▶ The problem: Please sift the material below and copy out each line that contains the string "curve", matching case exactly.

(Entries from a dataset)

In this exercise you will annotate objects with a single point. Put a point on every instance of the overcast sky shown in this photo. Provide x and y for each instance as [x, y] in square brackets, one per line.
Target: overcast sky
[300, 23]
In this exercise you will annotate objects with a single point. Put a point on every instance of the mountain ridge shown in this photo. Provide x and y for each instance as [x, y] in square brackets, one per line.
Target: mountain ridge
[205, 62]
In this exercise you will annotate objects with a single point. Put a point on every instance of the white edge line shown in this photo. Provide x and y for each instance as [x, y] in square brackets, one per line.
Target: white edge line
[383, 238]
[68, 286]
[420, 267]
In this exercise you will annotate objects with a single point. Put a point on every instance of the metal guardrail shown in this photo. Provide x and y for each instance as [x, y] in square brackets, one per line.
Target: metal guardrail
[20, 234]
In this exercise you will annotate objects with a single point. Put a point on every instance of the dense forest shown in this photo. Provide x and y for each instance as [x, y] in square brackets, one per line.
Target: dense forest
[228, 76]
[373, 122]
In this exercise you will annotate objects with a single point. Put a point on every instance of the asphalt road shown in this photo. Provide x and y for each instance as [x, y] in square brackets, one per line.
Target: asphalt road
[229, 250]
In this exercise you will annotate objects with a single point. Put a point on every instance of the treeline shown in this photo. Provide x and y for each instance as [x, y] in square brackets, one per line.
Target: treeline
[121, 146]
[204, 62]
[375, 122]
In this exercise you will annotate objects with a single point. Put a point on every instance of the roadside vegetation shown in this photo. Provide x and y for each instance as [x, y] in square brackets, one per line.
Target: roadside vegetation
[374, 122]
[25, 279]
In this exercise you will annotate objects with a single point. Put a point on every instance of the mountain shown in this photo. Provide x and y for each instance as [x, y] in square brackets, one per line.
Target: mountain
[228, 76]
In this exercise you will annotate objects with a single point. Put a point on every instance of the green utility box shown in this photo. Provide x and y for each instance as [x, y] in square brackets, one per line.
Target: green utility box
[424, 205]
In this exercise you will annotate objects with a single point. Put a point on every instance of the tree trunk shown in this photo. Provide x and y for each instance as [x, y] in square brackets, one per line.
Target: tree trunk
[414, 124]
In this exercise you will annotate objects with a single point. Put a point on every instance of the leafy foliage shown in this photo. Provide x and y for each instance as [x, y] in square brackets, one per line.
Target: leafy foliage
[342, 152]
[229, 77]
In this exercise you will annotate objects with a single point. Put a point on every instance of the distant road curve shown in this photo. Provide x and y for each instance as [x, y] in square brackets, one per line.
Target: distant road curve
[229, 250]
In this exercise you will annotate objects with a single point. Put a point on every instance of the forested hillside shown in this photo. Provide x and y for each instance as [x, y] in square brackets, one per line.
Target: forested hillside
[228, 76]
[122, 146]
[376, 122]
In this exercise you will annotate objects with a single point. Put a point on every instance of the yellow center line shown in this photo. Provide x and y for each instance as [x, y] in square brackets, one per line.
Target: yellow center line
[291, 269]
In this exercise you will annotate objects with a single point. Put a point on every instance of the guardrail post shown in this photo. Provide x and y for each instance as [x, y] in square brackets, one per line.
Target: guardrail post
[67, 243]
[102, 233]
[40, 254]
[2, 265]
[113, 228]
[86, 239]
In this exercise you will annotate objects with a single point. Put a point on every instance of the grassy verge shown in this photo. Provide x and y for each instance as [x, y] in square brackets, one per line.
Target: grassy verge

* * *

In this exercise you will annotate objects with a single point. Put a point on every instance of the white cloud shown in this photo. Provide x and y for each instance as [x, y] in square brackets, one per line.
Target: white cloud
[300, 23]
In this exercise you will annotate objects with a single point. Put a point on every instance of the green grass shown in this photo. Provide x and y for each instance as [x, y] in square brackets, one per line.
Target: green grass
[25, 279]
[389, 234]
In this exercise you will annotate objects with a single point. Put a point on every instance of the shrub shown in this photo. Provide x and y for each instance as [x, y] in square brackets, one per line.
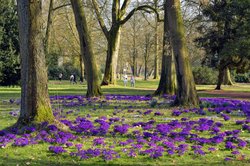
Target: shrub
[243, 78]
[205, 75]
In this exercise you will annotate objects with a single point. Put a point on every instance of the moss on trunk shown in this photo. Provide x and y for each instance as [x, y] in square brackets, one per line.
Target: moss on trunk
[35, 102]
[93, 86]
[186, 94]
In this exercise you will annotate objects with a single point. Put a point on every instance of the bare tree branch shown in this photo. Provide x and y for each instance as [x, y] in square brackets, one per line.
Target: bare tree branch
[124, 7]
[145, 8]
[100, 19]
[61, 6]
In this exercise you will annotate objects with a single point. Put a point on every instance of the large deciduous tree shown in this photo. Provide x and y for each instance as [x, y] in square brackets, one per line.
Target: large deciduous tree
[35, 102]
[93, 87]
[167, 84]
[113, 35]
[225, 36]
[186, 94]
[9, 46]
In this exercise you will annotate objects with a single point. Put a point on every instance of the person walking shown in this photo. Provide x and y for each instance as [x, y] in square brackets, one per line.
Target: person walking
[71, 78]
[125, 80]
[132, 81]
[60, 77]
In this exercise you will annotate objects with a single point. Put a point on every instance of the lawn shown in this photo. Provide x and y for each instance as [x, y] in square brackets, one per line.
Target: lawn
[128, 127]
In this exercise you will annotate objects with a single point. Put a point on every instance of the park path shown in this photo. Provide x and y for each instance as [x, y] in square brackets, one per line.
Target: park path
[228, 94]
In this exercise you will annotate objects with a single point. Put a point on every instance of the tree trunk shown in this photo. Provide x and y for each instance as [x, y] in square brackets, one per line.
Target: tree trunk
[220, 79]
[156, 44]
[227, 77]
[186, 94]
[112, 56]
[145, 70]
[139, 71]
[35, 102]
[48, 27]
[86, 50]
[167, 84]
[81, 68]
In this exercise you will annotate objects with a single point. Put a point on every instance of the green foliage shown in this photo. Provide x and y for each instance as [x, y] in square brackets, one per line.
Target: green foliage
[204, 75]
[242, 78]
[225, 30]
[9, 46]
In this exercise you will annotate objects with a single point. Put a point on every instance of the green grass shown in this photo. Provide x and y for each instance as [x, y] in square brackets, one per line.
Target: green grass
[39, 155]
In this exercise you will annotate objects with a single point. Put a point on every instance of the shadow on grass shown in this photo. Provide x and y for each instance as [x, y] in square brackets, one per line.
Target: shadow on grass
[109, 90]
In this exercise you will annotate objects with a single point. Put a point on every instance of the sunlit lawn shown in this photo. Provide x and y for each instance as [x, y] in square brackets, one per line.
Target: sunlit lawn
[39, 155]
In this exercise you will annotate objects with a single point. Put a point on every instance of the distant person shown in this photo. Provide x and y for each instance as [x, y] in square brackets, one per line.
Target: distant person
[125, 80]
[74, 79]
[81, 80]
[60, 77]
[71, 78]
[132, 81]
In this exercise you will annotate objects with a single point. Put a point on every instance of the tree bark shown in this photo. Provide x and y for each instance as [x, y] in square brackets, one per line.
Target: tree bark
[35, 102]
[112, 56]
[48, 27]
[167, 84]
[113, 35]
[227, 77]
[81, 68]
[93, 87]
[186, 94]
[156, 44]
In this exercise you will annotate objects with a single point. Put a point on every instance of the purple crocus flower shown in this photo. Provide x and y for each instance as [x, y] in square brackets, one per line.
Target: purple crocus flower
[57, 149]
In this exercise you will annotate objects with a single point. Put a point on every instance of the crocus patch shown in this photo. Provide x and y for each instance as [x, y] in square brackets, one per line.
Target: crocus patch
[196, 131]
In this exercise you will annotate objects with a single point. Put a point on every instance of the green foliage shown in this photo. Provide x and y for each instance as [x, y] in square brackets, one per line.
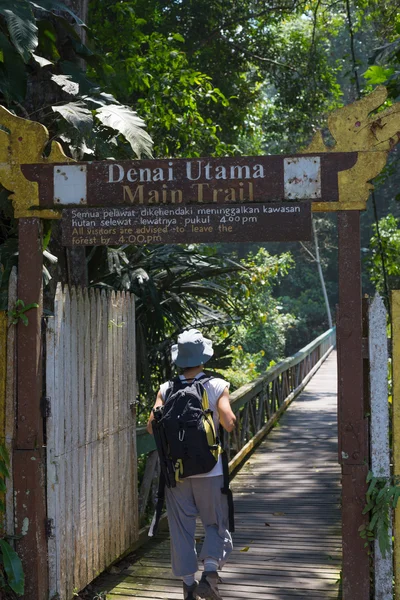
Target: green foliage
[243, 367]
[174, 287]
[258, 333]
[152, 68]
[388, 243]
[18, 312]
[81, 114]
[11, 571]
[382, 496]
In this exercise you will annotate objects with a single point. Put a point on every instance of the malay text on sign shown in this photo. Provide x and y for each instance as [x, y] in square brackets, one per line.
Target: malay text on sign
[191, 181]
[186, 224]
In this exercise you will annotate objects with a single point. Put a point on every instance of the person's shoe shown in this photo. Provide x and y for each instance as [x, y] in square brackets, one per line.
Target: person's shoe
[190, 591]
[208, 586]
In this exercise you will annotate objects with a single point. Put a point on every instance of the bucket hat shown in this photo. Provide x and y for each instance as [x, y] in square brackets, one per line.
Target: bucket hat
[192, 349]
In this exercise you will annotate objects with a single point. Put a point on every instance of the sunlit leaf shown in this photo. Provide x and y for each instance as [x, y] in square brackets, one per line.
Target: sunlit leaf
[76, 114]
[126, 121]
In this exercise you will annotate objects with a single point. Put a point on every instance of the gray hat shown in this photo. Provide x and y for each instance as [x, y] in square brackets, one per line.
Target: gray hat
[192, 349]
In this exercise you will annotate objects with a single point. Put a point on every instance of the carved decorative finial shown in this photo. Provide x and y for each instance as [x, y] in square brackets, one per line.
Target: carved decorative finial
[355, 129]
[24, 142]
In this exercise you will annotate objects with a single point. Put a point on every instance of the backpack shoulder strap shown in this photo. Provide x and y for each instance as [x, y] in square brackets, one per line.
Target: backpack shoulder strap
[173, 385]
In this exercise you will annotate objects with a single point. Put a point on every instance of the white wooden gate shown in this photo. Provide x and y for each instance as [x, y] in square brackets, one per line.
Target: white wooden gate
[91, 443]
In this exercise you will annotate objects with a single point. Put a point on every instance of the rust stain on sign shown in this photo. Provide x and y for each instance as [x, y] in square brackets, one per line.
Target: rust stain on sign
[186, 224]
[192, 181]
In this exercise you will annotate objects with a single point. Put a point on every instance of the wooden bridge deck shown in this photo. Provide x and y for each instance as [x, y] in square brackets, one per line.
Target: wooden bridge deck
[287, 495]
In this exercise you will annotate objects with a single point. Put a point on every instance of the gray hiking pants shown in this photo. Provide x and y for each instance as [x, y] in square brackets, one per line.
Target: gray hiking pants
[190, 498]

▶ Exercise result:
In this exercise you will annotate objects with a single point. Put a point on every instance of the distant road curve shown in this photo. Provide x and y for each instance as [x, y] in square brackets, one per line.
Target: distant road curve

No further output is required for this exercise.